Document extract:
I will pause your narrative here, Tiffany, to say I have seen this myself because two of my three sisters are married to brothers who live in a little place called Whangamōmona in Taranaki here in New Zealand. When I was a boy I spent many a happy time helping out with the mustering where they use the sheepdogs and give them all those commands and all the magic whistles and things and I loved doing that. There is a sport here in New Zealand, probably other rural countries do this as well, sheepdog trialing. You actually take your dog, and you enter the dog in the sheepdog trials, and they put these on TV here. [chuckles] You can watch the sheepdog trials. My brothers-in-law have been in many of these.
These days, they are judges as well, because they’ve been doing this for so long. Tiffany continues, “The big limitation in communicating with our animals is communicating in the opposite direction. With my previous dog, I could ask her if she needed to park,” that means go to the toilet for those who are unfamiliar with seeing eye lingo, “and it was very clear through her body language when sometimes she would immediately leap up and streak to the door, followed by repetitive hops up and down, up and down, while ringing the bell hanging from the doorknob. She definitely needed to go out.
Though I was very successful in teaching her other skills on-demand, or even asking if she needed to go out by my ringing the bell and using no other words, I was never able to teach her to initiate her asking to go out by ringing the bell. My current dog, however, is a very different type of thinker. She may not be able to talk, but she’s very clear about getting her thoughts known. Unfortunately, to her, the bell on the door is not simply an indication of needing to go out, but rather wanting to go out. We can go outside and do all her business, but as soon as we come inside, she turns around and rings the bell again. She just loves to be outside and sun bathe.
Thankfully, I work on a laptop instead of desktop so as long as we are working from home, I’m able to humor her by working from my backyard. Anyway, back to the point. As someone who is interested in technology while studying special education, I often thought about the possibility of using switches and other alternative communication devices with dogs. Not getting beyond the initiating park with the bell, clearly, my prior dog would not have done well with the idea. I have often thought different dogs may be more receptive if I had the foggiest clue of how to do it. Recently, I listened to a segment of a radio show, which discussed a Californian University, which is studying just that thing.
I’m not sure if they all are using the same device. The person only mentioned a floor mat which the dog would step on, and it played a recording of the owner dictating a word. These dogs are not correlating simple concepts like requests for treats, but a lot more. Some of them even identify concepts like now versus later or physical pain in their foot where a thorn was found. One dog knows 68 different words. The person described some of the dogs stringing the use of multiple pads in a row, like a fragmented sentence. It was fascinating.” Wow, I had no idea about this, Tiffany. I just saw it and thought this up myself, but there you go.

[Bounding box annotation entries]
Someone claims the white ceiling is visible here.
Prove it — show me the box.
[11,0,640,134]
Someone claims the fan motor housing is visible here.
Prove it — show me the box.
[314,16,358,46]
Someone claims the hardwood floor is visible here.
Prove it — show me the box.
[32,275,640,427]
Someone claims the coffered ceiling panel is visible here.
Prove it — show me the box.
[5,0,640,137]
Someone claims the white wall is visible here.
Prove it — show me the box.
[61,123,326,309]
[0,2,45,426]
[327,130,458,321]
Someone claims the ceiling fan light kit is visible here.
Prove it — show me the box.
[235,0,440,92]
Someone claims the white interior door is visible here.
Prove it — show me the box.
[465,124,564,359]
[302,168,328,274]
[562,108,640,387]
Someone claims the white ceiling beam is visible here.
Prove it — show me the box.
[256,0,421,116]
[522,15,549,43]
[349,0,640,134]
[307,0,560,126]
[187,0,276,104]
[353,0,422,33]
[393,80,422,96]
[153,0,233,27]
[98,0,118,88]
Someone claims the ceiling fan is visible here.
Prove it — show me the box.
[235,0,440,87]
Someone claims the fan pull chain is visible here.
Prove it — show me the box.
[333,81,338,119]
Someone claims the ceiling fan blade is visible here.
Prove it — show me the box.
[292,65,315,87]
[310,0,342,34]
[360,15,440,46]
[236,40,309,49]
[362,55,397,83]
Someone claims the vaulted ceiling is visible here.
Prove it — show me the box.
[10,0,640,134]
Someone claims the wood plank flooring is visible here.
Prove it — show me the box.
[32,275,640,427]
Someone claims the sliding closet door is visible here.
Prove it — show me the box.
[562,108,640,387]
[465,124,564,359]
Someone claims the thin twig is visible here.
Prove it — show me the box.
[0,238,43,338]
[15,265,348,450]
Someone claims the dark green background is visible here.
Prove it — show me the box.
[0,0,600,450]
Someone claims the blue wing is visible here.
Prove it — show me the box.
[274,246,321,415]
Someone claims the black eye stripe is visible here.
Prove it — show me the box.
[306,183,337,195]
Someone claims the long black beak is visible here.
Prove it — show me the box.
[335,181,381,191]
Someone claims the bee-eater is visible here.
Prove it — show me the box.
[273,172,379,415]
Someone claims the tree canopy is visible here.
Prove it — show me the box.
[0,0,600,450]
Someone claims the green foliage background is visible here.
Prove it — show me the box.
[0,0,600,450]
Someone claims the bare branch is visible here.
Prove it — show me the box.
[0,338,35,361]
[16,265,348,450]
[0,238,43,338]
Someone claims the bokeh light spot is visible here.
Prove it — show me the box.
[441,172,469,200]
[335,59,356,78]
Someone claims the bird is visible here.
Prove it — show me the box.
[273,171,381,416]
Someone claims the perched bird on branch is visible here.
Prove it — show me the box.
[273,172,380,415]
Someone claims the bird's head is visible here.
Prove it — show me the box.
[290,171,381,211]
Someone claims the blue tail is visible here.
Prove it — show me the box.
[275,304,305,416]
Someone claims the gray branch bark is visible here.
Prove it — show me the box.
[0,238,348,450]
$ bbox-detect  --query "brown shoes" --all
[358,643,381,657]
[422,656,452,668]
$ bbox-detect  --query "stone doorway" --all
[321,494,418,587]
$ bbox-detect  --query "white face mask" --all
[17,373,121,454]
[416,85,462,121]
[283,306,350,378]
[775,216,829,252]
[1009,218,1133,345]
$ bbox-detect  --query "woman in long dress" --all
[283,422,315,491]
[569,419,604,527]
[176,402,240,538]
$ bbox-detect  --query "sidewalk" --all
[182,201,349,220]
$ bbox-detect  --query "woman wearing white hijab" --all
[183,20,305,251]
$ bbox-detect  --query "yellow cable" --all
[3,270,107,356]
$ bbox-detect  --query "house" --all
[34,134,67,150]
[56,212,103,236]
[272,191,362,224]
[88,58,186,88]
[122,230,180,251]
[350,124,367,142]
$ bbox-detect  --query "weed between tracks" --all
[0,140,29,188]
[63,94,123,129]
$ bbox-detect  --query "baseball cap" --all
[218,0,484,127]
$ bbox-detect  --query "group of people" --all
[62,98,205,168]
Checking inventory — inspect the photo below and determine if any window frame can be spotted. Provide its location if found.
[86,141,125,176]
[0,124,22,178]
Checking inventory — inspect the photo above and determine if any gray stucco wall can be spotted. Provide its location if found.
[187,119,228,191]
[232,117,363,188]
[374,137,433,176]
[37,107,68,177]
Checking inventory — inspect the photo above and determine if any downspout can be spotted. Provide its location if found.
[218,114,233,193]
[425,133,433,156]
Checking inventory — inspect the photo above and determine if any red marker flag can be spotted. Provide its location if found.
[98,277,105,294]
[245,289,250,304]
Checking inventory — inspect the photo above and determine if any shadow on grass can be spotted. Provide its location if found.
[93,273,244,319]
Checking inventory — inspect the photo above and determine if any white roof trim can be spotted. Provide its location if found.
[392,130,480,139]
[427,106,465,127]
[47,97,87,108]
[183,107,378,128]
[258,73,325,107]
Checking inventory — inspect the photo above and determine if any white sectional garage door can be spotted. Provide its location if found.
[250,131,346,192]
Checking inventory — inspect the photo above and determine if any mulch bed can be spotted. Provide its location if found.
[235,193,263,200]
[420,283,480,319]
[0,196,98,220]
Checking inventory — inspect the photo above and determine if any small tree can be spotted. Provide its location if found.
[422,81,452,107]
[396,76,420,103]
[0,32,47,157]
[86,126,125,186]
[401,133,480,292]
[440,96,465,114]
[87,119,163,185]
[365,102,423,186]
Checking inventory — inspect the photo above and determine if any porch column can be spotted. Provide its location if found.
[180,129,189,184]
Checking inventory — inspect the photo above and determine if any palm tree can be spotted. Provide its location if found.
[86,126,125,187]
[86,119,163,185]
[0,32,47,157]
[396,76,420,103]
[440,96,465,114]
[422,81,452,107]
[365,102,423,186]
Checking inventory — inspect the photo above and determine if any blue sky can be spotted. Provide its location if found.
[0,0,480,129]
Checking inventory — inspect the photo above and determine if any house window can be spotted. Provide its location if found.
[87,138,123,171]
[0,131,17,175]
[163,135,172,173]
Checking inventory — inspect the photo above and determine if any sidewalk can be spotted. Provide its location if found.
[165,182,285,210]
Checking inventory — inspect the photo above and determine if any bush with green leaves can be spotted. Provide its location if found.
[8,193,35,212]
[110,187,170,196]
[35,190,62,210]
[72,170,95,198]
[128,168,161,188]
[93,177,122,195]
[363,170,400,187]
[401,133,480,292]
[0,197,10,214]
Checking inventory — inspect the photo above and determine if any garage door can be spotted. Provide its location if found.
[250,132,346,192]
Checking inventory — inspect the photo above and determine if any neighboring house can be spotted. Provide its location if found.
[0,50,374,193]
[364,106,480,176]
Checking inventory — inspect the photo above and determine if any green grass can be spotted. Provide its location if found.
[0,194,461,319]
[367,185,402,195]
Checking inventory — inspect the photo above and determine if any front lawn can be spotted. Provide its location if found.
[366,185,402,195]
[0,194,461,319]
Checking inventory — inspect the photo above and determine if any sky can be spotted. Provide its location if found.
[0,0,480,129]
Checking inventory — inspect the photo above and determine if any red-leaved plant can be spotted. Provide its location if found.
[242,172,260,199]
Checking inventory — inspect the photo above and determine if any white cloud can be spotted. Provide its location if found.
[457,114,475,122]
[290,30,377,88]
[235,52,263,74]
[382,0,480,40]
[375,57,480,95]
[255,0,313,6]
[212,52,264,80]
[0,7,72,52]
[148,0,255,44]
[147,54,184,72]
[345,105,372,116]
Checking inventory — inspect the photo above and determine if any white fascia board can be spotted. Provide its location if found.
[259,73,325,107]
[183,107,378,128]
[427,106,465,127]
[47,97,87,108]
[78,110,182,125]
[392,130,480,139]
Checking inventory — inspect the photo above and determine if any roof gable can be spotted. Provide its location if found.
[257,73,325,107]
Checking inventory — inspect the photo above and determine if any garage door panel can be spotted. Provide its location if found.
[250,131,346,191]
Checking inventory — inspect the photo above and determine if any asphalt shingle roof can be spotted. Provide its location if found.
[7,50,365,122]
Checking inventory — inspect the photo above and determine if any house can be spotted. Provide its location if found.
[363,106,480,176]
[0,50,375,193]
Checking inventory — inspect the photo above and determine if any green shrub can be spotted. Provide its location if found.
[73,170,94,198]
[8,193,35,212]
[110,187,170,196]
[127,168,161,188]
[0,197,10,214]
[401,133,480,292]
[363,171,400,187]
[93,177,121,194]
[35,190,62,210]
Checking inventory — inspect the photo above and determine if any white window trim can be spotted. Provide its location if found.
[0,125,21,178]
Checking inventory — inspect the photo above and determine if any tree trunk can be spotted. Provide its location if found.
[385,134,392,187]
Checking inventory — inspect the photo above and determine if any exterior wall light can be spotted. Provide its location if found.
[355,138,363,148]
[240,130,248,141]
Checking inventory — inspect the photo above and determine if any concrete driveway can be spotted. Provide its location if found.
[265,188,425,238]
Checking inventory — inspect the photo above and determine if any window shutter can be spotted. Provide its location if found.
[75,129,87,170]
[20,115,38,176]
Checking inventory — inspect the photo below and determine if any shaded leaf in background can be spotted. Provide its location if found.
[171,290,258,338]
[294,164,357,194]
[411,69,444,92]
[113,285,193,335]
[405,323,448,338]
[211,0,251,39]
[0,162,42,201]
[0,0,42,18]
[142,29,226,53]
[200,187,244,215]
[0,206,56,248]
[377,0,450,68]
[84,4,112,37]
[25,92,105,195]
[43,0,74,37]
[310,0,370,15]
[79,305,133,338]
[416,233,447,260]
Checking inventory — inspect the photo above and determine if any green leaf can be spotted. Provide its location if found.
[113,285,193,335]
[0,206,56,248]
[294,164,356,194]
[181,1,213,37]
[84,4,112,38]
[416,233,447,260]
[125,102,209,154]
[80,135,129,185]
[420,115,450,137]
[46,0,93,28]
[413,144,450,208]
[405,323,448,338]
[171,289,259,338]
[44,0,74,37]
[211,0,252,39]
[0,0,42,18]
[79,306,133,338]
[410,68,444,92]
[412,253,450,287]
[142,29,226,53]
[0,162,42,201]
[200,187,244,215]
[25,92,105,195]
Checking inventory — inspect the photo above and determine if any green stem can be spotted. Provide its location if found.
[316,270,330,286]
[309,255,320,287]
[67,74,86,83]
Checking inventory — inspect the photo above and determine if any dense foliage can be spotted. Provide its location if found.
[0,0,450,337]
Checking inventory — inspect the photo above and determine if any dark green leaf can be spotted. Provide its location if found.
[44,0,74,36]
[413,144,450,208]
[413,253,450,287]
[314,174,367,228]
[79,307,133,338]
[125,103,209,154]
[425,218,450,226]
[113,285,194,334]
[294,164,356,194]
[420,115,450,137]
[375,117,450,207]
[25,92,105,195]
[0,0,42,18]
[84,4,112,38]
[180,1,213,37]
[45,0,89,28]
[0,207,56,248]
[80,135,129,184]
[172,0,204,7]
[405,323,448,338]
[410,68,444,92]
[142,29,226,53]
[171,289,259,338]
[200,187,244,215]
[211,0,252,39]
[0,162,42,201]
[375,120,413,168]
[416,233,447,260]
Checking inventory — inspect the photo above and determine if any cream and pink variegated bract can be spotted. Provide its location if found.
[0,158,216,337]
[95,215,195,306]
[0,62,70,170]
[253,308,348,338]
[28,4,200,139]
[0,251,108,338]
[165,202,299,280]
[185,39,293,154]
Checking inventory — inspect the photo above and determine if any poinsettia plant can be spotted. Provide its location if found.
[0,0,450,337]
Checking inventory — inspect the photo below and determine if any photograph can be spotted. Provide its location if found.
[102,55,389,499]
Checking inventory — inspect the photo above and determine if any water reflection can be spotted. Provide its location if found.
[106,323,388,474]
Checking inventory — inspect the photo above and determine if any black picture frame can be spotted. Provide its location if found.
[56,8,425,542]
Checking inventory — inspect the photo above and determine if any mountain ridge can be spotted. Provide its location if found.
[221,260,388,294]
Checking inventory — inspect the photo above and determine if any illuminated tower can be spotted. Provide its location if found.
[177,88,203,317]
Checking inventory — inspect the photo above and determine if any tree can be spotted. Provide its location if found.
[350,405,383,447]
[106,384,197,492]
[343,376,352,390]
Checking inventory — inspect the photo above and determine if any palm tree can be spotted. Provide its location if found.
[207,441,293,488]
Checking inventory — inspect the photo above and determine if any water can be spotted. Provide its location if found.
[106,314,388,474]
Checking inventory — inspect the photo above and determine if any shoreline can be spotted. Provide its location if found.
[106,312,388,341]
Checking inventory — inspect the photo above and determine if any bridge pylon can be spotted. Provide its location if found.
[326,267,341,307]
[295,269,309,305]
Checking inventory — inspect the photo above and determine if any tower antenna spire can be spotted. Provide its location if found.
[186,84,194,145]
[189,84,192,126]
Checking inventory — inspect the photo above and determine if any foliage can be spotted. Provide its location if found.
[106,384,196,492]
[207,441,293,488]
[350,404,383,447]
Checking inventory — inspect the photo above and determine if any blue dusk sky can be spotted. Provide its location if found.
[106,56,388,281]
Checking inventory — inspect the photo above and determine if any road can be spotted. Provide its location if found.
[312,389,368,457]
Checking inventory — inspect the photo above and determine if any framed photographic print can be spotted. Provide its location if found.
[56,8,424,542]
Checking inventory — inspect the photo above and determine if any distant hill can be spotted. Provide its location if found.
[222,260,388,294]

Prompt 1: Output the passage on dog communication between "I’m not sure" and "there you go.", inclusive.
Prompt 2: According to the passage on dog communication, why do the speaker's brothers-in-law now serve as judges at sheepdog trials? Respond in one to three sentences.

Correct output 1:
I’m not sure if they all are using the same device. The person only mentioned a floor mat which the dog would step on, and it played a recording of the owner dictating a word. These dogs are not correlating simple concepts like requests for treats, but a lot more. Some of them even identify concepts like now versus later or physical pain in their foot where a thorn was found. One dog knows 68 different words. The person described some of the dogs stringing the use of multiple pads in a row, like a fragmented sentence. It was fascinating.” Wow, I had no idea about this, Tiffany. I just saw it and thought this up myself, but there you go.

Correct output 2: They now serve as judges because they have been taking part in sheepdog trials for so long.